PORTLAND, ORE. — More than two months into his long-awaited first season in the NBA, Wolves point guard Ricky Rubio no longer is a regular fixture on ESPN's "SportsCenter" highlights, as he was almost nightly in the season's opening weeks.

His shooting percentage has dropped to 36.4 because of his share of 1-for-8 and 5-for-16 nights.

He hasn't reached double figures in assists in his past 12 games after doing so in eight of 10 games immediately before that.

Has the opposition figured out his game and adjusted, as Houston coach Kevin McHale suggested would happen after teams got their first look at him?

Has he hit the proverbial rookie wall 37 games into this brutal 66-game season unlike any other in the NBA, let alone the comparatively leisurely 42-game seasons he played in Europe the past two years?

"I think it's all of that," Wolves coach Rick Adelman said. "They're definitely playing him differently. They're playing him physical. In our league, the coaches scout well and they figure things out. And we just haven't shot the ball very in a lot of games when he's out there, or he'd have a lot more assists than he has."

Teams increasingly have played off Rubio on pick-and-rolls -- the lifeblood of the Wolves offense -- by sending defenders underneath screens rather than over the top of them, daring Rubio to beat them with his shooting.

He is shooting 21.7 percent in the first three games of this rugged four-game Western trip that ends Saturday night in Portland after going 1-for-8 each night in games against the Clippers and Lakers.

"No, I don't think about it," Rubio said when asked if he has hit that rookie wall because of the demanding schedule. "It's just some tough games with my shooting shots. I have to work on it and keep improving."


The Wolves' first visit to the Rose Garden this season has even more Portland connections than the past year or two because Adelman now is coach.

He coached six seasons at an Oregon junior college before Trail Blazers coach Jack Ramsay hired him as an assistant coach in 1983. He spent 11 years with the Blazers, the final five as the head coach who twice led them to the NBA Finals, and he still lives in Portland.

Wolves President of Basketball Operations David Kahn was raised in Portland and still owns a home there, as does guard Martell Webster. Kevin Love, of course, is from Portland, too.

"It's always special to go back, but at this point, it's just another game," said Love, now in his fourth NBA season. "I always get to see my immediate family, which is nice, but I just saw them at All-Star [weekend], and my very close friends, who I consider family as well. Other than that, it's not any different than any other game."


• The Blazers have Minnesota connections as well: They re-signed veteran center Joel Przybilla -- Monticello's own -- last week and he played his first game this season with a 19-minute appearance Thursday night against Miami. Former Timberwolves forward Craig Smith signed with Portland as a free agent in December.

• Wolves rookie guard Malcolm Lee scored 12 points on 5-for-15 shooting and had nine assists, six turnovers, three rebounds and three steals in 31-plus minutes Thursday in his first game back in the NBA Development League. He is expected to remain there at least through the weekend in his second time with the Sioux Falls Skyforce as he plays his way back from December knee surgery.

• For anyone curious about Luke Babbitt, the former Nevada forward whom the Blazers drafted in 2010 with the 16th overall pick they got from the Wolves for Webster: He's back from the D League and averaging 1.5 points, 1.3 rebounds, 0.3 assists and 5.7 minutes in 24 games with Portland.

--- DIRECTIONS ---
• A. Translate this sentence from the article on Ricky Rubio into Spanish: "He hasn't reached double figures in assists in his past 12 games after doing so in eight of 10 games immediately before that."
• B. Decide whether each statement agrees with the article on Ricky Rubio. Answer yes or no for each, and quote the words from the article that decide it. (i) Jack Ramsay hired Rick Adelman as an assistant coach in 1983. (ii) Craig Smith joined Portland through the draft. (iii) In his first game back in the NBA Development League, Malcolm Lee had more assists than turnovers.
• C. Retype, without any change, the part of the article on Ricky Rubio that opens with the words containing "Wolves President of" and closes with "from Portland, too.".
The data that follows is separate material and is unrelated to the article on Ricky Rubio.

--- ENTRIES SHOWN ---
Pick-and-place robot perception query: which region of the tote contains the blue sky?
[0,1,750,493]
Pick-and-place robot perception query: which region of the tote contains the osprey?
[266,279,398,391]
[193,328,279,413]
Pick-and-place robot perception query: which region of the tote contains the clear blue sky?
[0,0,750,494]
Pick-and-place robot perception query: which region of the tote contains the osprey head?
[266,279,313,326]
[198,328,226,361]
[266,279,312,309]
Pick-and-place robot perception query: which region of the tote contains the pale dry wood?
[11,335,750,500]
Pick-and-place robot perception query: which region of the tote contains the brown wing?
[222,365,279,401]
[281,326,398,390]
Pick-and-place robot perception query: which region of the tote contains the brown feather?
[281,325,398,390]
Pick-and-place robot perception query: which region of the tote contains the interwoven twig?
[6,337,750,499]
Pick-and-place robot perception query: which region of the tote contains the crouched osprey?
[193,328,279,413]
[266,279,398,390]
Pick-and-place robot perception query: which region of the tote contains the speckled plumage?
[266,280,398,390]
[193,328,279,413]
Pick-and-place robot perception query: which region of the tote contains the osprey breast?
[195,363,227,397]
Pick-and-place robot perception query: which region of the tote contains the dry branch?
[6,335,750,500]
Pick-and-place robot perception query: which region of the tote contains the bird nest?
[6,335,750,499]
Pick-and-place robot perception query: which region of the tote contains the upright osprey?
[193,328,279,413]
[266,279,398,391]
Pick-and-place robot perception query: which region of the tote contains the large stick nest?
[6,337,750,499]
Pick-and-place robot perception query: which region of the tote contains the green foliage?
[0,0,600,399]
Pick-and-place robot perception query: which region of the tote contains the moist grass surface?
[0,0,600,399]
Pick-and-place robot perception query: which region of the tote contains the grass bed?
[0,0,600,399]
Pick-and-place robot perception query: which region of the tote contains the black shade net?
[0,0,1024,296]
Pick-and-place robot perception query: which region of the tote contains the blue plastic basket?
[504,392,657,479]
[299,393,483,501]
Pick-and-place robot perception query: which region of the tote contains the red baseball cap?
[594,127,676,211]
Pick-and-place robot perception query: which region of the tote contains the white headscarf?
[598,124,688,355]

--- RESPONSES TO THE TASKS ---
• A. No ha alcanzado cifras dobles en asistencias en sus últimos 12 partidos, después de haberlo logrado en ocho de los 10 partidos inmediatamente anteriores.

• B.
(i) Yes: "Trail Blazers coach Jack Ramsay hired him as an assistant coach in 1983"
(ii) No: "Former Timberwolves forward Craig Smith signed with Portland as a free agent in December"
(iii) Yes: "had nine assists, six turnovers"

• C.
Wolves President of Basketball Operations David Kahn was raised in Portland and still owns a home there, as does guard Martell Webster. Kevin Love, of course, is from Portland, too.